* PAGE TEXT
##########
Once again I am impressed with my cousin’s Paleo creativity! This is her recipe for Zucchini and Turkey Lasagna and I have to admit (as a picky eater that didn’t grow up eating a lot of veggies) that I looked over the ingredients in this meal and was thinking “nope, don’t think so”. Then I saw her pictures and my mouth watered and now I’m thinking I need to pick up some tomatoes and zucchini at market! –Becki
One of my biggest struggles since embarking on my Paleo journey has been watching my family and friends enjoy delicious traditional Italian dishes. This past summer, I went with my brother and parents to Florida for a week, and as beach vacations call for, we just had to have pizza one afternoon. I however, knew that I wanted to stick to this Paleo commitment as closely as possible, and ordered some fish and a salad instead of lasagna, pizza, or pasta. Though I was extremely proud of myself, I still missed the taste of those dishes. I’ve always been the queen of “carb loading” since I was little, with a history of competitive swimming with multiple daily workouts. The days of pasta dinners and pancake breakfasts have transformed into sweet potato dishes and pancakes from alternative flours. However, I still crave that Italian heritage that my grandmother would cook for us in her basement kitchen.
I started seeing the vegetable lasagna ideas on Pinterest over the summer, and knew I found my answer to the cravings! However, I wanted to bring something special to the idea and make it my own. I’m not always a fan of ground beef, especially since it takes a little extra money to get the quality stuff. By substituting ground turkey, we can keep the fat content lower while still maintaining a high amount of quality protein. The rest of this dish is completely natural- veggies, herbs, and spices. It’s incredibly simple and a non-Paleo diet person pleaser too! (My boyfriend has resisted any suggestion from me to transition into a more Paleolithic lifestyle, but this dish made him realize that Paleo is actually delicious!)
The following serves 4-6, depending on the serving size
Zucchini and Turkey Lasagna
So, here is what you will need:
- Medium sized baking dish (I use CorningWare– It’s fabulous!)
- 1 tbsp olive oil
- 2 medium zucchini or 1 large zucchini
- 1, 16 oz can of diced tomatoes: be careful and read the ingredients so it is paleo compliant! You may also opt to chop up your own diced tomatoes to have 1 cup of fresh tomatoes.
- 10 to 16 oz ground turkey, depending on how thick you want this lasagna to be!
- 1 large tomato or 2 roma tomatoes
- Oregano (dried)
- Rosemary (dried)
- Basil (dried)
- Pinch of salt (optional)
##########
* PROVIDED DATA
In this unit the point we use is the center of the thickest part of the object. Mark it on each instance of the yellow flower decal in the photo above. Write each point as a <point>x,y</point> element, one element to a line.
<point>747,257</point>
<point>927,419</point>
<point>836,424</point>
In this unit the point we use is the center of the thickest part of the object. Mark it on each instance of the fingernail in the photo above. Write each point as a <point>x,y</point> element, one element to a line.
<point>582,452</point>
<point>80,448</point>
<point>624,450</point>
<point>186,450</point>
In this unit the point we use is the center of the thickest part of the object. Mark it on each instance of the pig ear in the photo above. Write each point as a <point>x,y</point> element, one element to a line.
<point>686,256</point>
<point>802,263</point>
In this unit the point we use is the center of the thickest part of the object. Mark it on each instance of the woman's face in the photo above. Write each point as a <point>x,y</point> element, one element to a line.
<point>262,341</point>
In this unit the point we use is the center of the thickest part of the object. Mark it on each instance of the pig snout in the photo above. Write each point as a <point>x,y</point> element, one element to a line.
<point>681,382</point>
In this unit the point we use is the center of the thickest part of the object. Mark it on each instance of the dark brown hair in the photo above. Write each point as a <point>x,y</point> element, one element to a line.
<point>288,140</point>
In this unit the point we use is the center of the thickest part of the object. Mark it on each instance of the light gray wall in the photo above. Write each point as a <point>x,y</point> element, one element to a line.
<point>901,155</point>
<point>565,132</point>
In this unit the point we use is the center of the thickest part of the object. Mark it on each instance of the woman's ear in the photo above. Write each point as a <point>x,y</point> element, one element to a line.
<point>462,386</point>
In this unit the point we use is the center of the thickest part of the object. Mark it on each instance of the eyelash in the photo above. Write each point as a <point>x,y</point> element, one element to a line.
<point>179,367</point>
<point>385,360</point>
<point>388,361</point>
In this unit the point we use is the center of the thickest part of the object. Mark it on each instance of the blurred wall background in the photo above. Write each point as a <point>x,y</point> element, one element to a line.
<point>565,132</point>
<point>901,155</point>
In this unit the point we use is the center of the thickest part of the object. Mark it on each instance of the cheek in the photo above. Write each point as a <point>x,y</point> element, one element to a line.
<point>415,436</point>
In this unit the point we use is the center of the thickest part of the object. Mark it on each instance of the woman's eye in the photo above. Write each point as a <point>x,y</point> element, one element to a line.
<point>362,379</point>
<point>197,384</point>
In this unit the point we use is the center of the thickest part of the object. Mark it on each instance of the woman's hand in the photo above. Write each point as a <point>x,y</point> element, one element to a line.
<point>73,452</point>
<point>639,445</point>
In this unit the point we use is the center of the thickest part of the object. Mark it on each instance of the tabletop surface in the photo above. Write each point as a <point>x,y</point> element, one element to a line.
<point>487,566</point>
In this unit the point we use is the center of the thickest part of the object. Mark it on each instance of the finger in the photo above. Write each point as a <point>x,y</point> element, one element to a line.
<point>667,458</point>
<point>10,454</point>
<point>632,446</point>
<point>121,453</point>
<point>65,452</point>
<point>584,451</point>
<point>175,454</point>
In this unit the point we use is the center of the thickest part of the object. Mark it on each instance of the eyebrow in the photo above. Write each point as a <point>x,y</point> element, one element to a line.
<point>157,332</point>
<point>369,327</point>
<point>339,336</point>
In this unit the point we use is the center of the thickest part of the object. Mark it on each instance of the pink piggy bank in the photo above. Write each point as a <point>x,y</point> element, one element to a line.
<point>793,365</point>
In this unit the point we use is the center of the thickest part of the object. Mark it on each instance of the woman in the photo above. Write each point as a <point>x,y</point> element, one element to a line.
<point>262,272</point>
##########
* CHECK YOUR UNDERSTANDING
• 1. List every dried herb named in the recipe page's ingredient list.
• 2. Swap "baking dish" for "casserole dish" in the recipe page's passage that opens with the words "The following serves" and closes with "CorningWare– It’s fabulous!)", and give that passage again.
The rows play no part in this work.

* ANSWERS BY TASK
• 1. Oregano, rosemary, basil

• 2.
The following serves 4-6, depending on the serving size
Zucchini and Turkey Lasagna
So, here is what you will need:
- Medium sized casserole dish (I use CorningWare– It’s fabulous!)